> [YOUR GOAL]: Return unchanged the lines of the records from the line with "task: mark the region of the canvas artwork" up to and including the line with "[[[98,80],[98,50],[55,45],[56,81]]]".

(Segmentation dataset excerpts)
++++
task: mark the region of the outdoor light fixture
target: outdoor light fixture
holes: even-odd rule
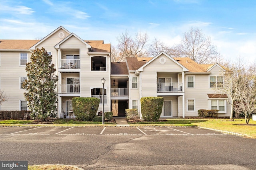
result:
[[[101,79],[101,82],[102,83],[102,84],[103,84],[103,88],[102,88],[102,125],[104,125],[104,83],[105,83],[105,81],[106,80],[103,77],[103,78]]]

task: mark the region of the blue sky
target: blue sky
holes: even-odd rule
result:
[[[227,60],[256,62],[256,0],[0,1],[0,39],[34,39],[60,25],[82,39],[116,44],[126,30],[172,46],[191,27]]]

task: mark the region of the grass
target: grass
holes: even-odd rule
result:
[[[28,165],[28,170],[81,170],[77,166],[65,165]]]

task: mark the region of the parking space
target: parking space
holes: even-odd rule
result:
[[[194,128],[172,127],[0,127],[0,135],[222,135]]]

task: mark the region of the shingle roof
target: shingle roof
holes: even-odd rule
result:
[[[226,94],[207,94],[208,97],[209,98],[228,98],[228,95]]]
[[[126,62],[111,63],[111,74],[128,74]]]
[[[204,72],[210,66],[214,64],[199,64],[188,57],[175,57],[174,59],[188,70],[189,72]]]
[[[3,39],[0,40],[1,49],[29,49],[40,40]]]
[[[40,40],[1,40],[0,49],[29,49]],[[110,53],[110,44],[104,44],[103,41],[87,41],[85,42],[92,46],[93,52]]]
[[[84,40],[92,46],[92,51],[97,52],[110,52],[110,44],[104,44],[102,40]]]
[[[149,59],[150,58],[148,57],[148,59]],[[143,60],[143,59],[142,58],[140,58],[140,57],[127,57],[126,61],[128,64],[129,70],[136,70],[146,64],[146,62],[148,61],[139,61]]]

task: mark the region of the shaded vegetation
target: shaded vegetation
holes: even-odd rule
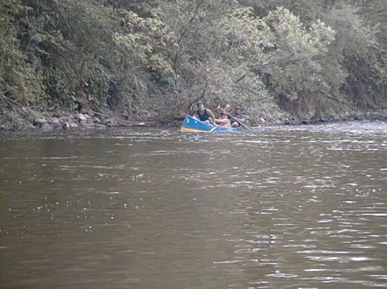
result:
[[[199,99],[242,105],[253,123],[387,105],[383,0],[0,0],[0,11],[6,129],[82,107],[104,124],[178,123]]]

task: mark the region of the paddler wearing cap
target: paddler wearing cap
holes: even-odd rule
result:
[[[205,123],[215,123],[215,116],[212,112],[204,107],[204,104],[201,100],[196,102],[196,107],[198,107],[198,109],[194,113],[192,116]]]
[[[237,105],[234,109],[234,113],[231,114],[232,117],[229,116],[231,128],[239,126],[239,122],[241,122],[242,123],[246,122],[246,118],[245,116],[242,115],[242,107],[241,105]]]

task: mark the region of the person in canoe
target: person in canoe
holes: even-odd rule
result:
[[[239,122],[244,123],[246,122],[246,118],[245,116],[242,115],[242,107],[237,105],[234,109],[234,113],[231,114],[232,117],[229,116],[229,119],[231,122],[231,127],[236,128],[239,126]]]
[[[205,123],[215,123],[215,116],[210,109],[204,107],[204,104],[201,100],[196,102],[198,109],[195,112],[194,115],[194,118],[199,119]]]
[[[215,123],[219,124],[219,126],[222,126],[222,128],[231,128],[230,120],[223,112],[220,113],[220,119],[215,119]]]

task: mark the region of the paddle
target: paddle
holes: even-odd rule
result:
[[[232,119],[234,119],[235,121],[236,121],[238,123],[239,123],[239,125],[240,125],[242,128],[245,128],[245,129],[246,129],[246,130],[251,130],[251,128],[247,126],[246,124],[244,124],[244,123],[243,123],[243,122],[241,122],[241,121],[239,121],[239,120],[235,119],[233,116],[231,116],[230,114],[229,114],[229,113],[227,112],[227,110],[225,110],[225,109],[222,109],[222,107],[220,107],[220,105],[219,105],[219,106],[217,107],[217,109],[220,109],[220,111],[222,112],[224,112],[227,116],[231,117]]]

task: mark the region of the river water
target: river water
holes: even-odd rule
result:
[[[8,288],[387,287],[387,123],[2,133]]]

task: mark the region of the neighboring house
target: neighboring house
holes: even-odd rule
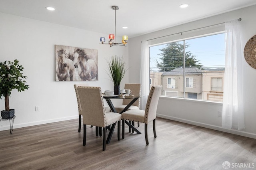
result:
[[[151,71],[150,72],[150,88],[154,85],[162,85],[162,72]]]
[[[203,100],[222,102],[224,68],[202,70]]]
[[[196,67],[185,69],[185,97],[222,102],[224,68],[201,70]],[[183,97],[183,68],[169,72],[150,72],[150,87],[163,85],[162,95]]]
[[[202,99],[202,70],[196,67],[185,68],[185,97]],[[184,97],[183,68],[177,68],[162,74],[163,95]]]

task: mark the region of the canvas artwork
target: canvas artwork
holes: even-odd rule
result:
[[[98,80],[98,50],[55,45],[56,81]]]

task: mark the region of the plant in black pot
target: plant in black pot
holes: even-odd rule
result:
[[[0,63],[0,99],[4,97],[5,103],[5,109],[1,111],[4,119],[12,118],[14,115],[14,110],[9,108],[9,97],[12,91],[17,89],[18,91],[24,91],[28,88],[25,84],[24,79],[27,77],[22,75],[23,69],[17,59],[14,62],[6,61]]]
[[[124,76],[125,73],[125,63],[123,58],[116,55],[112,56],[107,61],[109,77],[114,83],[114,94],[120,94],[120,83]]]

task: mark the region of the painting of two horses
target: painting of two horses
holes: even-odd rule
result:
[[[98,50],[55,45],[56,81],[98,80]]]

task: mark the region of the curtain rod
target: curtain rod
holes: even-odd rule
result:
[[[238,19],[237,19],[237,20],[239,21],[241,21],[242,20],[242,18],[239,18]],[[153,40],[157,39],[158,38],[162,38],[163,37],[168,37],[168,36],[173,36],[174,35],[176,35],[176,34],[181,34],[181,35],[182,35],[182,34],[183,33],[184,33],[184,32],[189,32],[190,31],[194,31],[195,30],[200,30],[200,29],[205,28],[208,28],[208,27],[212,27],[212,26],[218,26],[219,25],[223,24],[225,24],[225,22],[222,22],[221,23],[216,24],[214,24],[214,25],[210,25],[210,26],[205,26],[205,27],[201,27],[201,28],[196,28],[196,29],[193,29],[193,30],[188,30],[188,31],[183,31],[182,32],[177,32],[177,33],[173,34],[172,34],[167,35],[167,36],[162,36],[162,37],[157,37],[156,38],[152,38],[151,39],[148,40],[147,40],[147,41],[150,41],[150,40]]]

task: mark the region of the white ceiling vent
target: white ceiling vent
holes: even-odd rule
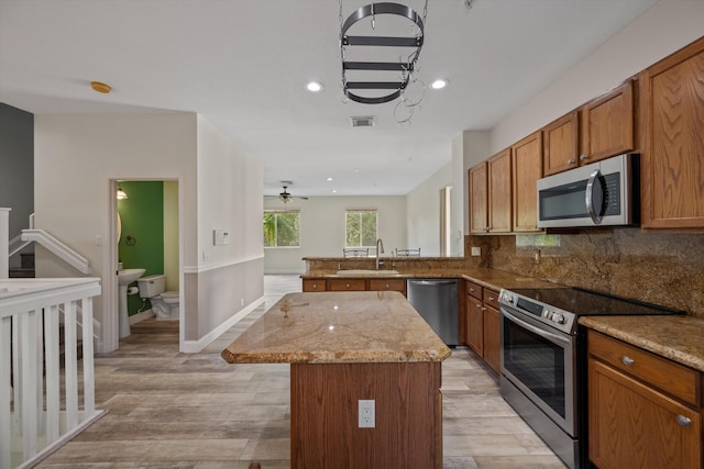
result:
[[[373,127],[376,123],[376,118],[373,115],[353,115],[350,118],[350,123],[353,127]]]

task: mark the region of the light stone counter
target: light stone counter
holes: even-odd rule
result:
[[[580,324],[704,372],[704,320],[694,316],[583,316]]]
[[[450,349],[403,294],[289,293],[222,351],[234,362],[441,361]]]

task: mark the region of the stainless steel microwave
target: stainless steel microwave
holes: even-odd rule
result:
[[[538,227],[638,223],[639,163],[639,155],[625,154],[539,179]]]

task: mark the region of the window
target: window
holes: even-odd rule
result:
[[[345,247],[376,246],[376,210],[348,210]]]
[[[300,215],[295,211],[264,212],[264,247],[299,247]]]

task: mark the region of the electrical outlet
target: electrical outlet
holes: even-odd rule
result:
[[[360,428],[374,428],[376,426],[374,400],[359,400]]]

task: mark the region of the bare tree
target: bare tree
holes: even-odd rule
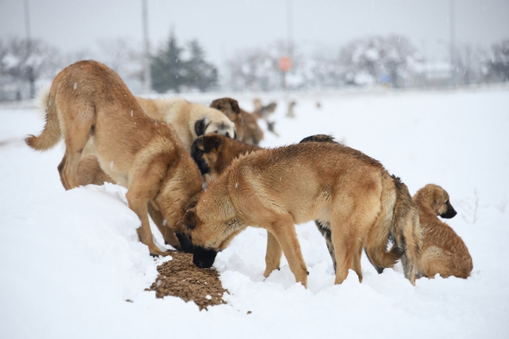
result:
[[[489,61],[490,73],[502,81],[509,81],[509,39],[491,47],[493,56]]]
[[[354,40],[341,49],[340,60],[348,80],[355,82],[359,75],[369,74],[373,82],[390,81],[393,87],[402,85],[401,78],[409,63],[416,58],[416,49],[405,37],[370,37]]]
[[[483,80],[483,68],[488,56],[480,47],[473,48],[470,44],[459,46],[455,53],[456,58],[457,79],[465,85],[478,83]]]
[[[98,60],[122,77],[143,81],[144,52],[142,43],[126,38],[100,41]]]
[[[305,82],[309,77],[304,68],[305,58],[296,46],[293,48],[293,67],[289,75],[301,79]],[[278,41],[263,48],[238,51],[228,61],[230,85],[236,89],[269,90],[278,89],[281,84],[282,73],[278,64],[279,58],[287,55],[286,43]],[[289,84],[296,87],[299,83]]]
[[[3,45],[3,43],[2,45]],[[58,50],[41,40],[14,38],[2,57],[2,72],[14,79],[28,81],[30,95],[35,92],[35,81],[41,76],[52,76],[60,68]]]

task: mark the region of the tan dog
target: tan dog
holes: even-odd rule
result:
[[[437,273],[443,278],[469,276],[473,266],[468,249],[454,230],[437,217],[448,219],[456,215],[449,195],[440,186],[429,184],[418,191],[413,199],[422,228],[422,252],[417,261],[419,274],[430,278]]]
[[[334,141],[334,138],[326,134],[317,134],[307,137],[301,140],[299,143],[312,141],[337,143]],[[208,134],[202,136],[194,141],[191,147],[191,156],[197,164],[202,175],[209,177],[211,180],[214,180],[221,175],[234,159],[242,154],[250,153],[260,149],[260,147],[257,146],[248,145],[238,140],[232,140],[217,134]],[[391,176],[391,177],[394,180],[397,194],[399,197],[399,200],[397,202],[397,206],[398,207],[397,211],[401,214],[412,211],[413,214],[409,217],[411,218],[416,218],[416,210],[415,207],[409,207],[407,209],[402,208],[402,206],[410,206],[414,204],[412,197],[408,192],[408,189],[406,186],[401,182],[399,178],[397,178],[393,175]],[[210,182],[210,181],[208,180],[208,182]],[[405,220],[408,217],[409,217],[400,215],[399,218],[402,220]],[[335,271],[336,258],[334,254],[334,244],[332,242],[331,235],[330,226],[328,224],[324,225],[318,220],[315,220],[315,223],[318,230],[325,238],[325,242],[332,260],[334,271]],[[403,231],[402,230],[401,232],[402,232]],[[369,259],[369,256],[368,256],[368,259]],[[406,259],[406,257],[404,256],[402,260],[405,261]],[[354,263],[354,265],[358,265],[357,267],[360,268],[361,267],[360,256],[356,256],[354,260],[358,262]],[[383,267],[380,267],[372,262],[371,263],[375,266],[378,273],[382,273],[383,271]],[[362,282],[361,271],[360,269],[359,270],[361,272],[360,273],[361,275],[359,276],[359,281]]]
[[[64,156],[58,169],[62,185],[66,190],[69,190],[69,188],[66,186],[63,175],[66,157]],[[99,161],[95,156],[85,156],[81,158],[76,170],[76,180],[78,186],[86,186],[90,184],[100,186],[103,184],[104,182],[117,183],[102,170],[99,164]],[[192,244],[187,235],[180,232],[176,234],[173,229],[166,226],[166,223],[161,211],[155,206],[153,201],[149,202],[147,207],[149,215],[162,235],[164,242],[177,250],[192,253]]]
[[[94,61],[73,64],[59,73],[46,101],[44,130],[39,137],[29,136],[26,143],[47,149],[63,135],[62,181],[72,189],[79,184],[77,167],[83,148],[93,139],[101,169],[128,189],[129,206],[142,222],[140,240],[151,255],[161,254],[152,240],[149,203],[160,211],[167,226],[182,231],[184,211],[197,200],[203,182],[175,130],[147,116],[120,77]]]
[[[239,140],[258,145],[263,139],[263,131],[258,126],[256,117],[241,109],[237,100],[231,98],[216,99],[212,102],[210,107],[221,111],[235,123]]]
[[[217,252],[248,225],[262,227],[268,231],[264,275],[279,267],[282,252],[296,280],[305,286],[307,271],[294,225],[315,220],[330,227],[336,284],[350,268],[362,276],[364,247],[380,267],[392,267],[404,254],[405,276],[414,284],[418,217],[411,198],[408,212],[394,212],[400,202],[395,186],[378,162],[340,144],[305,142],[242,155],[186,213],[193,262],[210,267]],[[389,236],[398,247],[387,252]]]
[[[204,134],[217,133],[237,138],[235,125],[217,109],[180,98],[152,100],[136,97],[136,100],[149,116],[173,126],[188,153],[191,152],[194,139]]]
++++
> [CORRECT RESULT]:
task: mark the region of the canvas artwork
target: canvas artwork
holes: even-odd rule
result:
[[[98,80],[98,50],[55,45],[56,81]]]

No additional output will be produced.